- GOAL OF THE EXERCISE -
Nothing past the line containing "identify the suit" belongs in the output. Copy exactly every line of the data below from the first up to and including it.

- RECORD EXCERPTS -
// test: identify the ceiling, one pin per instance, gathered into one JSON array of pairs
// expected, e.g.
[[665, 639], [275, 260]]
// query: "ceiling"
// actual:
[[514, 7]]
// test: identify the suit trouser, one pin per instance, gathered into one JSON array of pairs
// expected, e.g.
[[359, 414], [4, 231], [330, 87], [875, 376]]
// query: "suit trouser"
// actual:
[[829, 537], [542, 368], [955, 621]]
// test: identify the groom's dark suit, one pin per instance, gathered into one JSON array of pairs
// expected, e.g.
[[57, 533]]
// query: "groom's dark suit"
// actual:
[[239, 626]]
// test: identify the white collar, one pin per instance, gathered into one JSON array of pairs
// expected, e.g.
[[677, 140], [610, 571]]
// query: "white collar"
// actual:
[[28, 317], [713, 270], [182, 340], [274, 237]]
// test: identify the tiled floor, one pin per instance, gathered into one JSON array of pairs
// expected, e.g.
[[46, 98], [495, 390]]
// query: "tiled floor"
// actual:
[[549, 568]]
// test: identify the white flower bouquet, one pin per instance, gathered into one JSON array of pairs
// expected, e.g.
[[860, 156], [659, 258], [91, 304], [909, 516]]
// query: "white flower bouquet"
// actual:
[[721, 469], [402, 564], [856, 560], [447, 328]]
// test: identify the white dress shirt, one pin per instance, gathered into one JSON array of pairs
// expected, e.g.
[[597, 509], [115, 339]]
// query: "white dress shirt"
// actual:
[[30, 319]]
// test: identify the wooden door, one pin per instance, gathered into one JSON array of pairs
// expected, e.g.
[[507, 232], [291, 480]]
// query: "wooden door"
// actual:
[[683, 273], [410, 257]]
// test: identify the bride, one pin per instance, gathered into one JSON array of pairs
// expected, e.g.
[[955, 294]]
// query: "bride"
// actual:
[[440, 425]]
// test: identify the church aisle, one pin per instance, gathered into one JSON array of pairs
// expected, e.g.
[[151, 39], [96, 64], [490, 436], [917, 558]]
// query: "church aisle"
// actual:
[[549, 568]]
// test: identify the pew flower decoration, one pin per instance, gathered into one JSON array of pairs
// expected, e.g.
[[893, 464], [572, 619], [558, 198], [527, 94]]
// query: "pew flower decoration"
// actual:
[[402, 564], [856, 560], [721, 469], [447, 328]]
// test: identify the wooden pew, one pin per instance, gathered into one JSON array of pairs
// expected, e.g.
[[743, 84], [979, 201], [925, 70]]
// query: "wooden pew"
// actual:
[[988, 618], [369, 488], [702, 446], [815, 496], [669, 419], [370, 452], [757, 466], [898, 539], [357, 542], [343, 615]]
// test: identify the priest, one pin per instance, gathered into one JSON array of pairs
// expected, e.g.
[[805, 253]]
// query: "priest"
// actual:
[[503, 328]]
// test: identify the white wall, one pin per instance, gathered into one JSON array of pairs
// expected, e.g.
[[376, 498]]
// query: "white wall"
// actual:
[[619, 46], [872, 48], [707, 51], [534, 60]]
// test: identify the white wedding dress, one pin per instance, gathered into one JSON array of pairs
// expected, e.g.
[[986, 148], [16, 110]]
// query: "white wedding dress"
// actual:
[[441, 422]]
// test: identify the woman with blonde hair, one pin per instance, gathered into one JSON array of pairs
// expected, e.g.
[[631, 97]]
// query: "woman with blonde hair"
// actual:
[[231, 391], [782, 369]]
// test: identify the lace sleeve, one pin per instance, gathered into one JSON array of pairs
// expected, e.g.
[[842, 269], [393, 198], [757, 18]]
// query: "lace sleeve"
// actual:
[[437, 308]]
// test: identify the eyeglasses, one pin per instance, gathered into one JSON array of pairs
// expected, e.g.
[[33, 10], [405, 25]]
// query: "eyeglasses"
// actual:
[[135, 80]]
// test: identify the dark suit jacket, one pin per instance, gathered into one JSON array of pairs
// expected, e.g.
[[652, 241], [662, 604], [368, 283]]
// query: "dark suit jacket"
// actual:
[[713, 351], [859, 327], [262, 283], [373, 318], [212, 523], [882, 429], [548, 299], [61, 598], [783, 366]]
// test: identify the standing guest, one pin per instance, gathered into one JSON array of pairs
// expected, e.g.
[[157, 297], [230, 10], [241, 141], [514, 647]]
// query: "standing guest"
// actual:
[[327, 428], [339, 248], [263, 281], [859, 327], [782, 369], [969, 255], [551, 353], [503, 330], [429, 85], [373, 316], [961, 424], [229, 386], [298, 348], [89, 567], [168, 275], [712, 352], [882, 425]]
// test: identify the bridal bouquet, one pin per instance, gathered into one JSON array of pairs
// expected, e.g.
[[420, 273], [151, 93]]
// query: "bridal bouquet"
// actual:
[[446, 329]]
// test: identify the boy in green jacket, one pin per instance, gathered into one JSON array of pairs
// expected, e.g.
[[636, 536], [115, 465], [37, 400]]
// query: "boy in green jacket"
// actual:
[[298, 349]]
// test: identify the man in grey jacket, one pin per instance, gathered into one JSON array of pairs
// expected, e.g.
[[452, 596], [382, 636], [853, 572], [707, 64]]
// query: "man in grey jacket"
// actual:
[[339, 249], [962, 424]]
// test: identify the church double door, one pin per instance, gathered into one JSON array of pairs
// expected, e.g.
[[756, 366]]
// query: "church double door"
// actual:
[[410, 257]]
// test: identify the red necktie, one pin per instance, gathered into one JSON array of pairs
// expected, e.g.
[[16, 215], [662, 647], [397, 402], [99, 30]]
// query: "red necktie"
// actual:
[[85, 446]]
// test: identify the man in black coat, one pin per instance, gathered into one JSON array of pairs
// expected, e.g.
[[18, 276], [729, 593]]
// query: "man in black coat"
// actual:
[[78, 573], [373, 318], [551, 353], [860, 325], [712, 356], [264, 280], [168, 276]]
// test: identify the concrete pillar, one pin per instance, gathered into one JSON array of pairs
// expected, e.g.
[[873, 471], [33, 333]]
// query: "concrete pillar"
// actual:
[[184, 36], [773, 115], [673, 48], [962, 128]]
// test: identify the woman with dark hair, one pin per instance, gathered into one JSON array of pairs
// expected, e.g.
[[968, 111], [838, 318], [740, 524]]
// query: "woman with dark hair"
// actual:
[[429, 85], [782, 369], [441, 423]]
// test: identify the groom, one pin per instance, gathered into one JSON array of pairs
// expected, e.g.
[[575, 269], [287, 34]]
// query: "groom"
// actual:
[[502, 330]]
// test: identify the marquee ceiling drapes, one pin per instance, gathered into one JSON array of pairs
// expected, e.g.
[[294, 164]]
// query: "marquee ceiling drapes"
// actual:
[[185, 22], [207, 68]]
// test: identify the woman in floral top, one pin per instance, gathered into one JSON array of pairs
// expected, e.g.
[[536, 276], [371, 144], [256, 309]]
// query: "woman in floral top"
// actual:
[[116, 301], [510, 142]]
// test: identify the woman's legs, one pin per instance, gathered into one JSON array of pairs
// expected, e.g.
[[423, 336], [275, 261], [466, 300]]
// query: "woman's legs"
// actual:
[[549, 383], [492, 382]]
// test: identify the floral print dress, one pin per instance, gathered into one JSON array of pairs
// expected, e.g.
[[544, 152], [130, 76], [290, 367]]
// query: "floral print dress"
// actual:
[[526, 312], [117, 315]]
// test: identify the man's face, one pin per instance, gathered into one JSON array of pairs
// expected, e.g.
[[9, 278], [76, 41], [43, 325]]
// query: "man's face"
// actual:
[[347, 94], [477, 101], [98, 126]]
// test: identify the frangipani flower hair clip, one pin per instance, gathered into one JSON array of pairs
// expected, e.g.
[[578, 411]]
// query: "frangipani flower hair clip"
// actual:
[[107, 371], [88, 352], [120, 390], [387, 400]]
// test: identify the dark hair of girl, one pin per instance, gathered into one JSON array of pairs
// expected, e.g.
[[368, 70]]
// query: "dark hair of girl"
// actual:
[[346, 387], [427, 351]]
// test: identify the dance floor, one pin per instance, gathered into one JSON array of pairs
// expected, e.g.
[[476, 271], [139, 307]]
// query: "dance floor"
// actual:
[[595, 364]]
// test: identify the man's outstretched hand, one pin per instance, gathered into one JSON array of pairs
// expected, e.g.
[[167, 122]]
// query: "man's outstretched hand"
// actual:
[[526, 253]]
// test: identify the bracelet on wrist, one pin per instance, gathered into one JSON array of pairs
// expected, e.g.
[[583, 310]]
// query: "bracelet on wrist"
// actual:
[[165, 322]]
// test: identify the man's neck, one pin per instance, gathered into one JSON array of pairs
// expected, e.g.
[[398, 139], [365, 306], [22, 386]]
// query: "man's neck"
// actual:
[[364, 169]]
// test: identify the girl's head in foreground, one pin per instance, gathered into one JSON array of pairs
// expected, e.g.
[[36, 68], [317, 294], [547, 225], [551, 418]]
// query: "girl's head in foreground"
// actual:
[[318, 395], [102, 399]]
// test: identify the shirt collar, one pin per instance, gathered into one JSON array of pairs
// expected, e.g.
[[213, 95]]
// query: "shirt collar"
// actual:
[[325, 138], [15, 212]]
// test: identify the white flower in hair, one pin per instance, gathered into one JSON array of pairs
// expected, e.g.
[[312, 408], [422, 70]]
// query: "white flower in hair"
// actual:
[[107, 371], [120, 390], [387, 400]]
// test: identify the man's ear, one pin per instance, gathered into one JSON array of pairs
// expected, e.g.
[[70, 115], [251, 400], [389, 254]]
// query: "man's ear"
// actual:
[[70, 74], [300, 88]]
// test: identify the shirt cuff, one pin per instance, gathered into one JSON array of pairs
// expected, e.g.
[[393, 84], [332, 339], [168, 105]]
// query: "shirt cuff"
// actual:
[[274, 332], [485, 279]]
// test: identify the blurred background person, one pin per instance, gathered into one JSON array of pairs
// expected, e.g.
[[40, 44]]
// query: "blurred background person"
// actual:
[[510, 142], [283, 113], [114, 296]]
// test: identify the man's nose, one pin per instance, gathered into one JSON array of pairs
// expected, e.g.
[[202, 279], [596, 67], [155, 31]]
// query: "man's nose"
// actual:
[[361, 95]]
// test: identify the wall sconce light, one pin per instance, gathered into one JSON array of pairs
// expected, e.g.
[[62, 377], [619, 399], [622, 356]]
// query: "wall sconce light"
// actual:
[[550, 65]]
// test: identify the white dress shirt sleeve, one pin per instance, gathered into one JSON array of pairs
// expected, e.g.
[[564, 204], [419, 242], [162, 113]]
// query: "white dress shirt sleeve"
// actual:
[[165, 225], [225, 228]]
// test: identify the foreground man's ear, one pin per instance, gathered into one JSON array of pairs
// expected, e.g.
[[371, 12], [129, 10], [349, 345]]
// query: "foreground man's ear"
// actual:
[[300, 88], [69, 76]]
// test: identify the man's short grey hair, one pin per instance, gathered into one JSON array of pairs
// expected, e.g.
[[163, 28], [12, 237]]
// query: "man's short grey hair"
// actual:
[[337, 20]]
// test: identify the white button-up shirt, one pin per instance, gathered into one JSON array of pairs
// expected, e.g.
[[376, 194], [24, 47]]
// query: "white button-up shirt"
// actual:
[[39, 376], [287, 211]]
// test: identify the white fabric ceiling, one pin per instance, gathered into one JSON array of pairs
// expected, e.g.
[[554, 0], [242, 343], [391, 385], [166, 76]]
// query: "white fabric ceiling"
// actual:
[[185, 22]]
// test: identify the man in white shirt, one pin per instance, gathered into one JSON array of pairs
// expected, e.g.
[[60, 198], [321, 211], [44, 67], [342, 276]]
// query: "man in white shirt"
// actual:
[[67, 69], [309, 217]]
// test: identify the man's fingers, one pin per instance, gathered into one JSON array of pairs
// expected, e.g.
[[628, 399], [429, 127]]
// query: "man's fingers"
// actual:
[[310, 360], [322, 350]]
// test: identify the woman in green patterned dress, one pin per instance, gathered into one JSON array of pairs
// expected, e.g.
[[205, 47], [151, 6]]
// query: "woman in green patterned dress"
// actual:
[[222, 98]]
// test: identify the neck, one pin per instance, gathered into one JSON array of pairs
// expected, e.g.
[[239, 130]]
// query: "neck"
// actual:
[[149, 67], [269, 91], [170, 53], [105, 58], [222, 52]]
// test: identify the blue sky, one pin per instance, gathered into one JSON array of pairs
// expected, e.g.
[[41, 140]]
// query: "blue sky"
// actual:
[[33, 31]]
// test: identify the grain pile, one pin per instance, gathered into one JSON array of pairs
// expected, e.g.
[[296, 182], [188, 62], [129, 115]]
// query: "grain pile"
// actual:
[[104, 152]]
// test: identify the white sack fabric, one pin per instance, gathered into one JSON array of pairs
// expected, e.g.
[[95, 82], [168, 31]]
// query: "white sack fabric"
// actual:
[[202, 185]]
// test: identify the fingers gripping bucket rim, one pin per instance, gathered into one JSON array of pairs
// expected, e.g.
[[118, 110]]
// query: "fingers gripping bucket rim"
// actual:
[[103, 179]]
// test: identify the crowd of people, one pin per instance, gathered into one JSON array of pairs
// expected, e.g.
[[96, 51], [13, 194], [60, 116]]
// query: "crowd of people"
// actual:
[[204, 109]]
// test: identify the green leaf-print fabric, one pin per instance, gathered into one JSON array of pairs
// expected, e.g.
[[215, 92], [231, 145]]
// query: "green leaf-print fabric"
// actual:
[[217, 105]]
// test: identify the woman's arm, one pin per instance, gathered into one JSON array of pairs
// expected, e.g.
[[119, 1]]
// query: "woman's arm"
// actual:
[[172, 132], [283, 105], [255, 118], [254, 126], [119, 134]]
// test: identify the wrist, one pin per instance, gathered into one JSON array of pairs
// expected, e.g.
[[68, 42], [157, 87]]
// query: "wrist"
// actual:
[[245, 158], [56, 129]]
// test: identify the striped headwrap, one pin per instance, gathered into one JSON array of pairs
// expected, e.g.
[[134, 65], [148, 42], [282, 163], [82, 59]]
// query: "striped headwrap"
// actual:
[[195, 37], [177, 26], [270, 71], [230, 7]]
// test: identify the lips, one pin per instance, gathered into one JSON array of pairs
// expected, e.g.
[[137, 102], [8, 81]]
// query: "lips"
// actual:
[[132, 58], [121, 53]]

- EXERCISE RESULT -
// test: identify the ceiling, one pin per instance, gathered into one JSON array of pairs
// expected, e.g.
[[665, 639], [275, 260]]
// query: "ceiling"
// actual:
[[514, 7]]
// test: identify the suit trouser, one pin per instance, gathered into one JSON array of pairs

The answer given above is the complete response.